> [영역 분할 데이터]
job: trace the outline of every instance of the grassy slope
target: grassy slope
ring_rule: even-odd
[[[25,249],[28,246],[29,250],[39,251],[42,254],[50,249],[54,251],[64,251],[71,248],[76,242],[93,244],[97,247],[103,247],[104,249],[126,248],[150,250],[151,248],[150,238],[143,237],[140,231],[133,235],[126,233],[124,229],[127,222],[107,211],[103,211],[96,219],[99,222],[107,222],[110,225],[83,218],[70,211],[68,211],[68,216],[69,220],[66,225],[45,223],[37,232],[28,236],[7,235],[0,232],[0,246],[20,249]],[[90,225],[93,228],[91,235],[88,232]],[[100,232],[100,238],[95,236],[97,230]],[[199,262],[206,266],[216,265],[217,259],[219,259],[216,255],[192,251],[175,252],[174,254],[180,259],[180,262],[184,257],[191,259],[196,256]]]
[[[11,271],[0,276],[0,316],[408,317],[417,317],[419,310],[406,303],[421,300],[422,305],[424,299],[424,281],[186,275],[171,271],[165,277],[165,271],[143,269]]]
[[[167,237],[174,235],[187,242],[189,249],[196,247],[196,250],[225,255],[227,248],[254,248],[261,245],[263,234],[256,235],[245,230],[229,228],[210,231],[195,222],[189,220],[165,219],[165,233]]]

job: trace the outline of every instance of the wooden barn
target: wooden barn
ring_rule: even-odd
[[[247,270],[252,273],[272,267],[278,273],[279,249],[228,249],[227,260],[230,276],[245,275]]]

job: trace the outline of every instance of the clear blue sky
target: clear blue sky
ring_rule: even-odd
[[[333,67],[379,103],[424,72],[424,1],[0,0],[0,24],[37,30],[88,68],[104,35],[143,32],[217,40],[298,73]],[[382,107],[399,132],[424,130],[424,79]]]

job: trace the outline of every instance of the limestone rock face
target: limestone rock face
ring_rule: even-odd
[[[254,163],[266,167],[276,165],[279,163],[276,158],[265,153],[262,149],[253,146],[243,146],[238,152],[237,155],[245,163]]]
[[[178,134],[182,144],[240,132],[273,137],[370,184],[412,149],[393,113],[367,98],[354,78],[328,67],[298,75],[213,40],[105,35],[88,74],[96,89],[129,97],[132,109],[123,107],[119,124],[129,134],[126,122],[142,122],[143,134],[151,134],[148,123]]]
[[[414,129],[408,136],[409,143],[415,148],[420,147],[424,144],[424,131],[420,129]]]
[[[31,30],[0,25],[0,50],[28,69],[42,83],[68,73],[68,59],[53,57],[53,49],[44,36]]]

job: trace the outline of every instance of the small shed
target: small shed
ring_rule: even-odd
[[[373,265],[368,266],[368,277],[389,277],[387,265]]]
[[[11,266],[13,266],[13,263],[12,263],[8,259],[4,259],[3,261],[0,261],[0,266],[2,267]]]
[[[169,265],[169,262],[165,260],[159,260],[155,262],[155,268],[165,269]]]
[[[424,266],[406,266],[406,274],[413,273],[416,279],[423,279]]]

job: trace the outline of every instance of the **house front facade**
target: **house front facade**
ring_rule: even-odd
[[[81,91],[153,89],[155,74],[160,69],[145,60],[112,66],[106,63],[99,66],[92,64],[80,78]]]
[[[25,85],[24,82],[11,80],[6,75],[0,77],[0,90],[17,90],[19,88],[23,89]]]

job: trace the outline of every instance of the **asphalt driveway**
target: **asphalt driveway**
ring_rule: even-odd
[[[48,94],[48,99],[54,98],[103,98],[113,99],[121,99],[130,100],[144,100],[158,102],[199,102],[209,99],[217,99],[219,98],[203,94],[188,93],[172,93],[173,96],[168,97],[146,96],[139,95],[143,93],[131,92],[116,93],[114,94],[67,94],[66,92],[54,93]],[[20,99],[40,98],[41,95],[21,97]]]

* * *

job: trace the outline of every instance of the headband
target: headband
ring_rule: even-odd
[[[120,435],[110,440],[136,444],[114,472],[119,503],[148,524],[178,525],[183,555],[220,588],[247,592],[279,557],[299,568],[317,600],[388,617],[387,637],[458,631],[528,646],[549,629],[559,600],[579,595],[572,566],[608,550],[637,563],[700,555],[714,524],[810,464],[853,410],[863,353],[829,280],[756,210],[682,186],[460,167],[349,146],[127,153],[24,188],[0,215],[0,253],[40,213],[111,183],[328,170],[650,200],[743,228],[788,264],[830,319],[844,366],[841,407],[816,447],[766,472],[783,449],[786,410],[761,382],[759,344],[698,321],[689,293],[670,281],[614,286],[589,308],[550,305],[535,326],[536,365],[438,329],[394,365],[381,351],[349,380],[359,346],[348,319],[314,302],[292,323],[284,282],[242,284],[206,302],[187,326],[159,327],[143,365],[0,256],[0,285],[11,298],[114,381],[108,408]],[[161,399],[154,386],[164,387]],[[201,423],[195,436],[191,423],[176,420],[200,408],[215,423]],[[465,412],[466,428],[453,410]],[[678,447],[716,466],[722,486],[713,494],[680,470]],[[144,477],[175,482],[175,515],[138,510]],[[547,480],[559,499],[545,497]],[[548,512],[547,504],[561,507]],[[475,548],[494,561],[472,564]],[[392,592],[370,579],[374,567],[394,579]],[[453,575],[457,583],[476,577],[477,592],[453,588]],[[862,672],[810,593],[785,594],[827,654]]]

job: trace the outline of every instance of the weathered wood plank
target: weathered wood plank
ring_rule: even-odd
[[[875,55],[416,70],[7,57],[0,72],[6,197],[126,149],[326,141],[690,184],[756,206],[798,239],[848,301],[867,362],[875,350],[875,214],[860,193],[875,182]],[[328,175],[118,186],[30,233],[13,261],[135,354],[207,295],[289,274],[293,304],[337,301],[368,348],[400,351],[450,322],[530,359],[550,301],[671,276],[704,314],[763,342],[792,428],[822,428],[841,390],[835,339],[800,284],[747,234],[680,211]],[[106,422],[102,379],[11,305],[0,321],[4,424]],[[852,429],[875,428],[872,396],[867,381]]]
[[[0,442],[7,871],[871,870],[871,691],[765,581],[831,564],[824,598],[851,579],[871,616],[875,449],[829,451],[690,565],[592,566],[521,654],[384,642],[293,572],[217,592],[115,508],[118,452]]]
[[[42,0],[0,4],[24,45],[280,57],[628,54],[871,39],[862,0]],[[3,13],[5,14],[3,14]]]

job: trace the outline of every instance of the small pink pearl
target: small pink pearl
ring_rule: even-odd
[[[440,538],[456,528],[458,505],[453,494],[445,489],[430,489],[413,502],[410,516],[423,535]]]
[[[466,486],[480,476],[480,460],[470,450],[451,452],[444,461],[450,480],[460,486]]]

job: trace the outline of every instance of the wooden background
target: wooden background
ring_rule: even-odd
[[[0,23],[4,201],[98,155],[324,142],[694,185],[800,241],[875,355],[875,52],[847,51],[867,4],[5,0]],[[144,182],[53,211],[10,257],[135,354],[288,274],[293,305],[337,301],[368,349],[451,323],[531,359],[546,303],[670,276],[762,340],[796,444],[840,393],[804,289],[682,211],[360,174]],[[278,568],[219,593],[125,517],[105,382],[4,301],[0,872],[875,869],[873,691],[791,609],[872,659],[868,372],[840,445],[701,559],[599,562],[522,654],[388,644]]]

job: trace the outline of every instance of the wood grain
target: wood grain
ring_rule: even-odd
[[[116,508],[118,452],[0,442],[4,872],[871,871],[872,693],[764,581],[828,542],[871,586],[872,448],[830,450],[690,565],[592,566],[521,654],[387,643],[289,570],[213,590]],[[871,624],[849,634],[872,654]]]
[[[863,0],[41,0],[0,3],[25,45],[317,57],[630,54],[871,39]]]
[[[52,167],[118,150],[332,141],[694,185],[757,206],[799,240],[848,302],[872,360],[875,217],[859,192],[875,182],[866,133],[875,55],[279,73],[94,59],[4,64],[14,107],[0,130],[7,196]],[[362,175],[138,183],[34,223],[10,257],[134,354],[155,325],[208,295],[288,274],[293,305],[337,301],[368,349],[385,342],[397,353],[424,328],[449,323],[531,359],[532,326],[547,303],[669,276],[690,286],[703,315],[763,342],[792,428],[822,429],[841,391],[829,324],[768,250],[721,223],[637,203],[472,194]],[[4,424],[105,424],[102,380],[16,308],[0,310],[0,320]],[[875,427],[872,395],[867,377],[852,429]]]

> [요구 사항] 위 자료에서 "job: trace the outline of every instance of the small shed"라는 내용이 있는 줄부터 "[[[424,266],[406,266],[406,274],[413,273],[416,279],[423,279]]]"라는 내용이 있는 줄까지, 양 끝 줄을 포함해 그대로 다시 적어 주세요.

> [연습 결과]
job: trace the outline of every instance of the small shed
target: small shed
ring_rule: even-odd
[[[373,265],[368,266],[368,277],[389,277],[387,265]]]
[[[11,266],[13,266],[13,263],[12,263],[8,259],[4,259],[3,261],[0,261],[0,266],[2,267]]]
[[[169,265],[169,262],[165,260],[159,260],[155,262],[155,268],[165,269]]]
[[[424,266],[406,266],[406,274],[413,273],[416,279],[423,279]]]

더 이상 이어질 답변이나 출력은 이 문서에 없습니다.